"""

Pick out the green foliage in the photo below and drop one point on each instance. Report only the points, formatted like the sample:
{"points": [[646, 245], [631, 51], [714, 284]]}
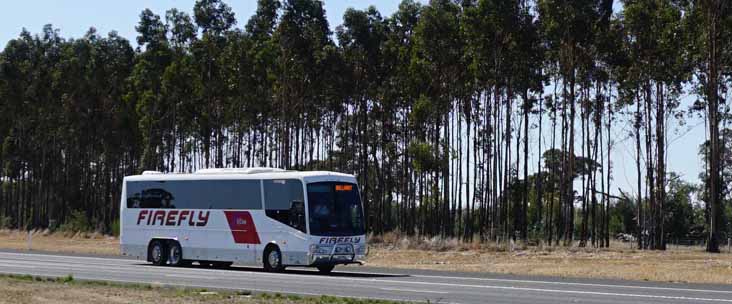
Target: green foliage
{"points": [[6, 222], [115, 227], [77, 221]]}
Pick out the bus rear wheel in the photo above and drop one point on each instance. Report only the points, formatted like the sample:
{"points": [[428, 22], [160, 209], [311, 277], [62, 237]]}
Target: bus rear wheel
{"points": [[158, 253], [175, 255], [273, 259], [326, 269]]}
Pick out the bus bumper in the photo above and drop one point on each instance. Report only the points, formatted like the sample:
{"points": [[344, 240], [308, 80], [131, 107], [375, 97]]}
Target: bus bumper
{"points": [[328, 259]]}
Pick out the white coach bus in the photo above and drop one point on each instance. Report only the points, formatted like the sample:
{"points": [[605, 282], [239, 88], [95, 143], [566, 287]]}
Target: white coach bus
{"points": [[252, 216]]}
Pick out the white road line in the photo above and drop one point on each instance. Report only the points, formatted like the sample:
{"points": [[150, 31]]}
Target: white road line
{"points": [[496, 287], [578, 284], [187, 276], [413, 290], [84, 277]]}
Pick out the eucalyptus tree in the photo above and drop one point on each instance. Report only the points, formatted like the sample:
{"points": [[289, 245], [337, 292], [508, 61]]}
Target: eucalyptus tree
{"points": [[566, 28], [657, 41], [361, 38], [263, 56], [438, 63], [146, 81], [709, 24], [215, 19], [304, 44]]}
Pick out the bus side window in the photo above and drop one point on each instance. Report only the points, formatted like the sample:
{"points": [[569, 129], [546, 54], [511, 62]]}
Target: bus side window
{"points": [[278, 197]]}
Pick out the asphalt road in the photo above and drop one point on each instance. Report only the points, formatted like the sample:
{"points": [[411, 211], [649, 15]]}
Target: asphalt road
{"points": [[365, 282]]}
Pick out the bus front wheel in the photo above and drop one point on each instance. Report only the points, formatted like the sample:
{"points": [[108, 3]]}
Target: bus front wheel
{"points": [[158, 253], [175, 255], [326, 269], [273, 259]]}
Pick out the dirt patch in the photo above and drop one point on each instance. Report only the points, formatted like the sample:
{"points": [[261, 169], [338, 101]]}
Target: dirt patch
{"points": [[687, 265], [21, 290], [90, 243]]}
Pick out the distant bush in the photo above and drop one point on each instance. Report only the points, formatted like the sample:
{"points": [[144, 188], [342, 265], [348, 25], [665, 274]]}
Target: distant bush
{"points": [[76, 222], [115, 227]]}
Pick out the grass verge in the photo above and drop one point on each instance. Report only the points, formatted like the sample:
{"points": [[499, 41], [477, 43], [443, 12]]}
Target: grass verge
{"points": [[32, 289]]}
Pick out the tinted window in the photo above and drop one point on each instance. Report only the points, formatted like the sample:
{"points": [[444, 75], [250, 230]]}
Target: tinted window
{"points": [[335, 209], [206, 194], [278, 197]]}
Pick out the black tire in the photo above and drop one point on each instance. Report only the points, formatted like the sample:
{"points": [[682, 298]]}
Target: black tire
{"points": [[206, 264], [175, 255], [157, 253], [326, 269], [273, 259]]}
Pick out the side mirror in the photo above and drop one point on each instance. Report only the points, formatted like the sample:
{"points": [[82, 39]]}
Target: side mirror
{"points": [[297, 215]]}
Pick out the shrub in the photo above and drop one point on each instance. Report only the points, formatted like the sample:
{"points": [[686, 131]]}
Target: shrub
{"points": [[76, 222], [115, 227], [6, 222]]}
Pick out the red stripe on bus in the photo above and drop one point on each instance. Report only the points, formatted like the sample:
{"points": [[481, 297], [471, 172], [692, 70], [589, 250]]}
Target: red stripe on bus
{"points": [[242, 227]]}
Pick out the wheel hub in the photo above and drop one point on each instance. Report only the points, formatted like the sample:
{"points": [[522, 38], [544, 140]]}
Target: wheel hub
{"points": [[274, 259]]}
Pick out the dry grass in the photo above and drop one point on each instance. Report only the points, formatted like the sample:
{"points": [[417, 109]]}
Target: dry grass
{"points": [[92, 243], [20, 290], [620, 261], [678, 264]]}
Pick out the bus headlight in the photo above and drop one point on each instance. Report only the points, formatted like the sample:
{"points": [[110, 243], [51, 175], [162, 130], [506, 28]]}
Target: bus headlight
{"points": [[360, 249], [320, 249]]}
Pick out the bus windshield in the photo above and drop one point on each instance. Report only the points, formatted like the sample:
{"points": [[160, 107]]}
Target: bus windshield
{"points": [[335, 209]]}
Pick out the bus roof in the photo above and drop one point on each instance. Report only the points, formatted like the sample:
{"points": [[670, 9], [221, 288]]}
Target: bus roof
{"points": [[244, 173]]}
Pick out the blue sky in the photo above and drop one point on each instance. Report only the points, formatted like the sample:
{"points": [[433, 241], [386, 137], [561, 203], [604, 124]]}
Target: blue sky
{"points": [[74, 18]]}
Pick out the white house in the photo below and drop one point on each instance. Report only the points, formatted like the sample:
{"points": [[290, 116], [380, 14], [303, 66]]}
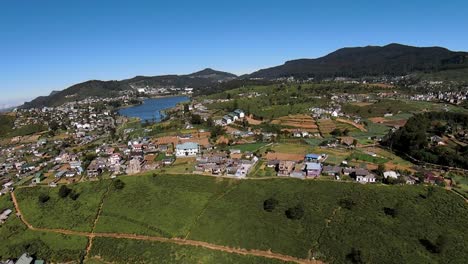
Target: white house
{"points": [[227, 120], [391, 174], [370, 178], [239, 113], [187, 149]]}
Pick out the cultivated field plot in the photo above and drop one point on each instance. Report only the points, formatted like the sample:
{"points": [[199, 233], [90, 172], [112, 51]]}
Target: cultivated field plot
{"points": [[288, 151], [326, 126], [15, 239], [64, 213], [302, 122], [389, 122], [339, 219], [161, 205]]}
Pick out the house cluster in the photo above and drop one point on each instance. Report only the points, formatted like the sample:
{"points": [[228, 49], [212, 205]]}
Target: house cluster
{"points": [[232, 117], [323, 113], [452, 97], [4, 215], [234, 164], [309, 167]]}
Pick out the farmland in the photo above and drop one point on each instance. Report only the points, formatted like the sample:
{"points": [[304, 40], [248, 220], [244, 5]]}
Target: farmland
{"points": [[65, 213], [104, 251], [16, 239], [336, 218]]}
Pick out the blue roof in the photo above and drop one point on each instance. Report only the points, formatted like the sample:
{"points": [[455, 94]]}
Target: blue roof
{"points": [[187, 145], [313, 166]]}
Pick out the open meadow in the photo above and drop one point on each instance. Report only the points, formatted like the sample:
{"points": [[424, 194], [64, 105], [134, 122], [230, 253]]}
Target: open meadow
{"points": [[335, 218], [15, 239]]}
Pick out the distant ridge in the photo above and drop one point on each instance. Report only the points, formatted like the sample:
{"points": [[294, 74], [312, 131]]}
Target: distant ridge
{"points": [[392, 60], [201, 79]]}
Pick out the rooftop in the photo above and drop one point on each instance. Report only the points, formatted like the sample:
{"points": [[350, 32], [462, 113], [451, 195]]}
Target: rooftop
{"points": [[187, 145]]}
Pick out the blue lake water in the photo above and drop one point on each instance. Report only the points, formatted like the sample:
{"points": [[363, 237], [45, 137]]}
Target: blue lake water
{"points": [[151, 108]]}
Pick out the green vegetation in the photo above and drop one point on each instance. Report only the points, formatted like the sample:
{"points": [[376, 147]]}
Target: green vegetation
{"points": [[252, 147], [17, 239], [65, 212], [415, 138], [380, 108], [330, 220], [366, 158], [6, 127], [134, 251], [6, 124], [169, 206]]}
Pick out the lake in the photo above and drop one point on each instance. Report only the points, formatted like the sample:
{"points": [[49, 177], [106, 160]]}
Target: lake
{"points": [[151, 109]]}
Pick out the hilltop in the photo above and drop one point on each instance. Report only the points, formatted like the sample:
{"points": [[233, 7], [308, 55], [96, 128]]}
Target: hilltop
{"points": [[201, 79], [391, 60]]}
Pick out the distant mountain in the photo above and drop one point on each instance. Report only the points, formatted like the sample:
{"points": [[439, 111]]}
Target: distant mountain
{"points": [[392, 60], [212, 74], [201, 79]]}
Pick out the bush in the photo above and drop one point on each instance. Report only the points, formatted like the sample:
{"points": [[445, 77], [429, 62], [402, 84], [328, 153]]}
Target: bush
{"points": [[74, 195], [295, 213], [270, 204], [118, 184], [64, 191], [347, 203], [390, 212], [43, 198]]}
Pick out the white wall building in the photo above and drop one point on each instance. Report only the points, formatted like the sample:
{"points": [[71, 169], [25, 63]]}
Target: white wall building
{"points": [[187, 149]]}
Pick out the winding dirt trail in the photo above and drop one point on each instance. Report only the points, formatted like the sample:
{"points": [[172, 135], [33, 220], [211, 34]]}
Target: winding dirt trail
{"points": [[178, 241]]}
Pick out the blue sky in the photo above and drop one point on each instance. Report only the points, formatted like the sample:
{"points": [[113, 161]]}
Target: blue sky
{"points": [[50, 45]]}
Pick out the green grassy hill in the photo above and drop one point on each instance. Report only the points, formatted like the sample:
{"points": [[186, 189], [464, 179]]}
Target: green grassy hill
{"points": [[340, 221]]}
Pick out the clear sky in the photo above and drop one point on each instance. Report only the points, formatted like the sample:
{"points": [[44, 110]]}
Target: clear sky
{"points": [[49, 45]]}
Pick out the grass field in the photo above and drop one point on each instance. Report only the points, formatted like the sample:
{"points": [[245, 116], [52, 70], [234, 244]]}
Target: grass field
{"points": [[169, 207], [252, 147], [339, 218], [64, 213], [131, 251], [17, 239]]}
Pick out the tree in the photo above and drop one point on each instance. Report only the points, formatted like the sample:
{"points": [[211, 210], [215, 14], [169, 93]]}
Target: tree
{"points": [[216, 131], [196, 119], [295, 213], [64, 191], [43, 198], [380, 169], [270, 204], [53, 125], [354, 256], [118, 184], [186, 108], [209, 122], [346, 132], [336, 132]]}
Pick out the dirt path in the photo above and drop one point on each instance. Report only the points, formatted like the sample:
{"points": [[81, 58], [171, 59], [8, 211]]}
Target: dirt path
{"points": [[178, 241], [349, 122], [98, 214]]}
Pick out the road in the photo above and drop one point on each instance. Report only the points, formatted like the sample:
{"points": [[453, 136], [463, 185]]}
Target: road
{"points": [[178, 241]]}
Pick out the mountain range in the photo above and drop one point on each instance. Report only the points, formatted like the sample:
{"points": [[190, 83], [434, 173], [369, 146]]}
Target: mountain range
{"points": [[389, 60]]}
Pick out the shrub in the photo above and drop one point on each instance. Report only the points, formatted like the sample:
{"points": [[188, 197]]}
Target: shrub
{"points": [[295, 213], [390, 212], [354, 256], [118, 184], [74, 195], [347, 203], [43, 198], [64, 191], [270, 204]]}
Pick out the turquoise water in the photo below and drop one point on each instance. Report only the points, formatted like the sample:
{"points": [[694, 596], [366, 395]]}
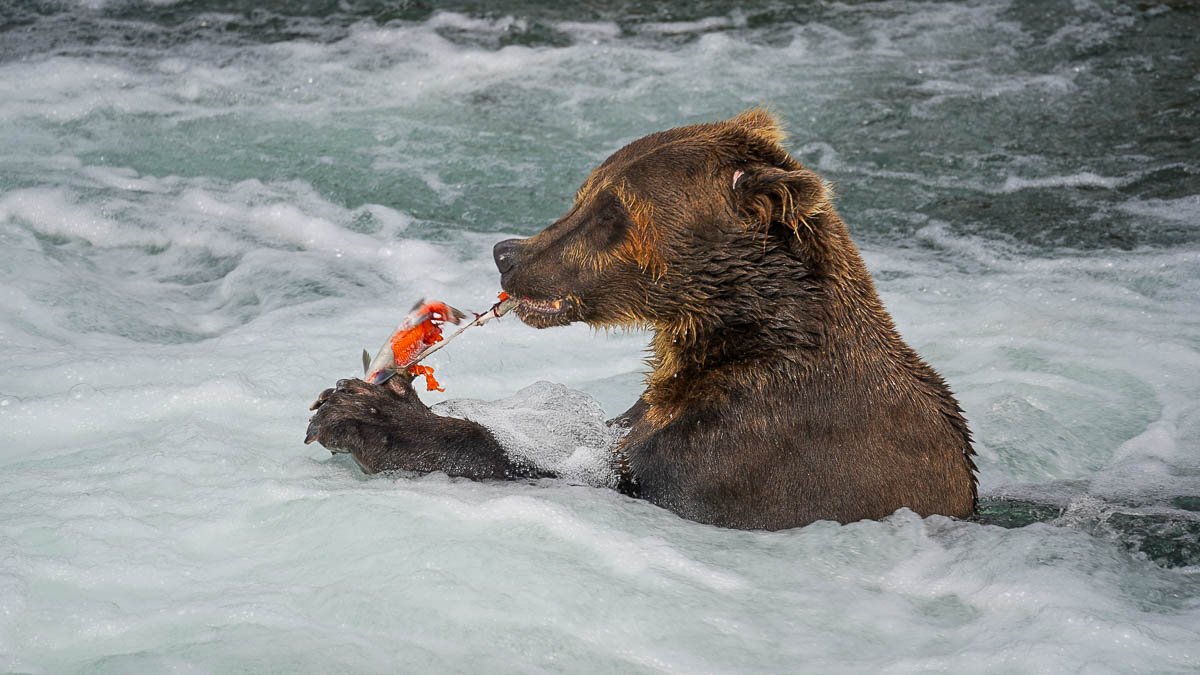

"""

• AIM OF THE EXERCISE: Please copy, exactly and with nothing else, the lines above beginning at the line that has "Target: eucalyptus tree" and ending with the line that has "Pick out the bus side".

• RESPONSE:
Target: eucalyptus tree
{"points": [[566, 28], [657, 41], [361, 38], [263, 56], [438, 63], [146, 81], [709, 24], [215, 19], [304, 44]]}
Pick out the bus side window in the photo above and drop one point on each instance. Report only the points, formatted like the sample:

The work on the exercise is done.